Goal
Select every line in the entries below that contains the string "pull", and copy each one. Case counts.

Records supplied
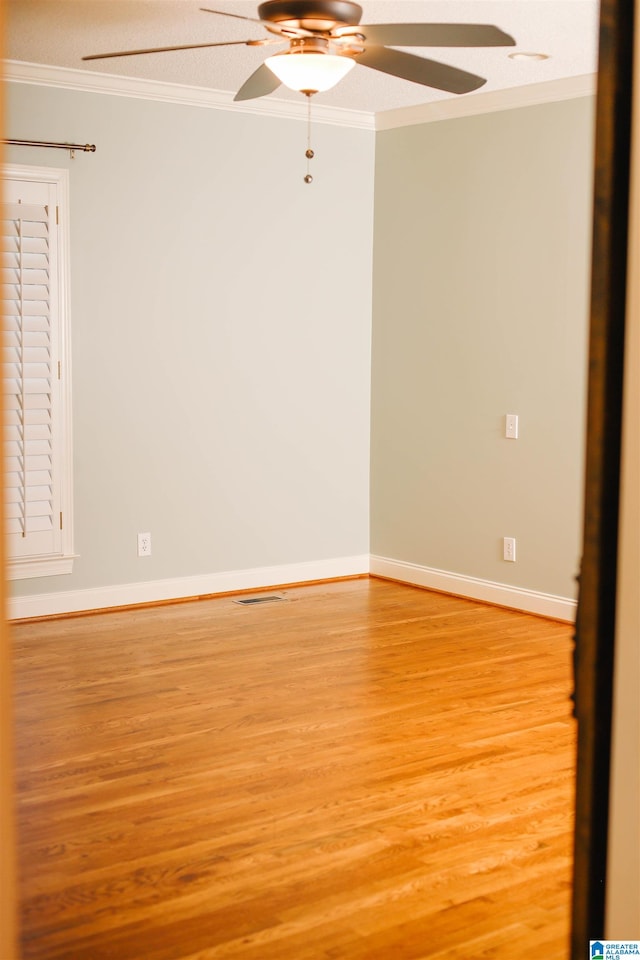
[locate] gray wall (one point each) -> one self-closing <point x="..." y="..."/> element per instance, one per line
--
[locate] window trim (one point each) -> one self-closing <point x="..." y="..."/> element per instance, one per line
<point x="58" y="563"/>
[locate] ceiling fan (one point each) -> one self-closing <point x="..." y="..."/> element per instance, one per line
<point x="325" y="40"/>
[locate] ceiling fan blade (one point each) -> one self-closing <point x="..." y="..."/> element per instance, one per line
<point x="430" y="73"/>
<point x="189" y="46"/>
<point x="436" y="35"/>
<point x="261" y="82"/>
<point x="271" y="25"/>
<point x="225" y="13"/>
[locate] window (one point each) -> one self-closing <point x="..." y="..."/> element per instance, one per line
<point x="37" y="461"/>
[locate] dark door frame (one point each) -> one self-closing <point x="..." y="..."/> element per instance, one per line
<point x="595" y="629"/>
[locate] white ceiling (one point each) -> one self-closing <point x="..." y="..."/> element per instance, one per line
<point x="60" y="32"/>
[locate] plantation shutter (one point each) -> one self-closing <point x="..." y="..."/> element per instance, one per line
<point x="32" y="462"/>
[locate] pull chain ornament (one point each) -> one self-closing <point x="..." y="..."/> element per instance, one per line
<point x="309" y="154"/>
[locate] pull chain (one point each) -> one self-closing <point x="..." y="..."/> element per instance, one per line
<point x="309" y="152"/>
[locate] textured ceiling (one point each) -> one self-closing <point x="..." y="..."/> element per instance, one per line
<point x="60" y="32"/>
---
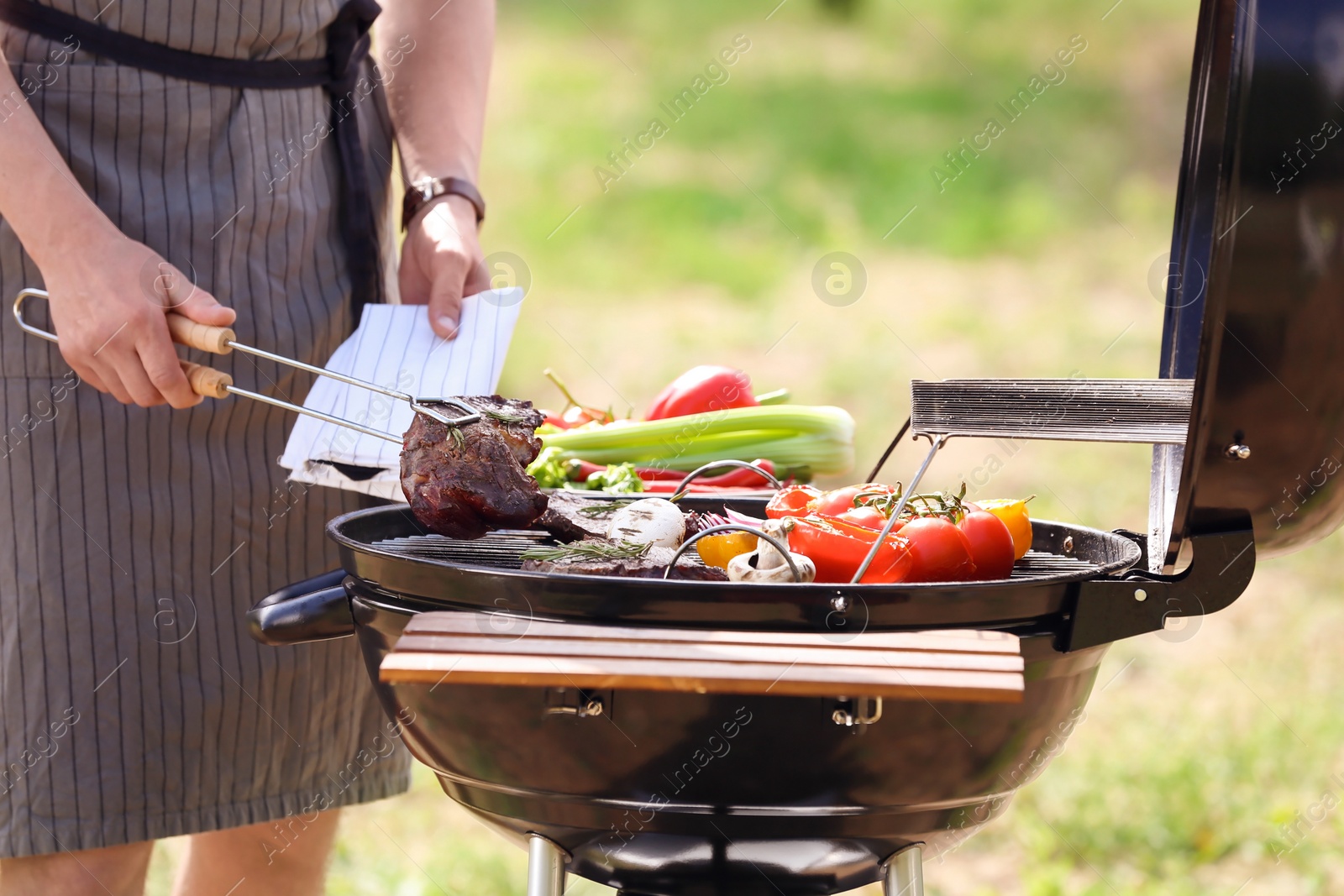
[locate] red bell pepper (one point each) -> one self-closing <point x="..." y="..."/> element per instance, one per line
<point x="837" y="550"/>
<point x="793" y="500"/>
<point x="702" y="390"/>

Response for this exercise
[locate] pull chain ornament (one point each) -> one self-closing <point x="..." y="..."/> element per instance, one per line
[locate] pull chain (one point each) -> one self-closing <point x="..." y="..."/> element per instance, one per line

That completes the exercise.